== What is required ==
Please pull out every line below that contains the word "target", and copy each one in full.

(Labeled area outline entries)
********

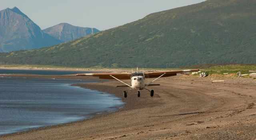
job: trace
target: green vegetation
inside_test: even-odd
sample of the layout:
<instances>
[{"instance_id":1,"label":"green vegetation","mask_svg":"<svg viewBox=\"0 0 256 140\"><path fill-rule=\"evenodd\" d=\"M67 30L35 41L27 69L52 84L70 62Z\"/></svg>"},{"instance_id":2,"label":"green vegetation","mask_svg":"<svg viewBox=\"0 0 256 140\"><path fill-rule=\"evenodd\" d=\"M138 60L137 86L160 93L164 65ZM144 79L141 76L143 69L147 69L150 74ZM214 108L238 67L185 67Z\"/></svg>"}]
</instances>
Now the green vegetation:
<instances>
[{"instance_id":1,"label":"green vegetation","mask_svg":"<svg viewBox=\"0 0 256 140\"><path fill-rule=\"evenodd\" d=\"M256 1L208 0L50 47L0 54L0 64L177 68L256 63Z\"/></svg>"},{"instance_id":2,"label":"green vegetation","mask_svg":"<svg viewBox=\"0 0 256 140\"><path fill-rule=\"evenodd\" d=\"M240 71L242 74L249 74L249 70L256 70L256 65L230 64L217 65L210 67L202 70L207 71L210 75L218 74L224 75L224 73L235 74Z\"/></svg>"}]
</instances>

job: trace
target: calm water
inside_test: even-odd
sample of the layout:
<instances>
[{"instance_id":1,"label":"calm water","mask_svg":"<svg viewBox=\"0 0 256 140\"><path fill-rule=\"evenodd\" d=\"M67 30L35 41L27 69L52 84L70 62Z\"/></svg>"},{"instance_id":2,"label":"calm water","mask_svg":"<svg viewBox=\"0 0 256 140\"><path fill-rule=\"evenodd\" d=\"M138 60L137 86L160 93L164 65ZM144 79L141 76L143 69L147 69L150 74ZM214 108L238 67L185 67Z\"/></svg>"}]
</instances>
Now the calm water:
<instances>
[{"instance_id":1,"label":"calm water","mask_svg":"<svg viewBox=\"0 0 256 140\"><path fill-rule=\"evenodd\" d=\"M0 134L82 120L123 105L113 95L70 86L96 82L0 77Z\"/></svg>"},{"instance_id":2,"label":"calm water","mask_svg":"<svg viewBox=\"0 0 256 140\"><path fill-rule=\"evenodd\" d=\"M0 74L31 74L37 75L68 75L86 73L88 71L44 70L0 70Z\"/></svg>"}]
</instances>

********

== Task response ==
target: green vegetation
target: calm water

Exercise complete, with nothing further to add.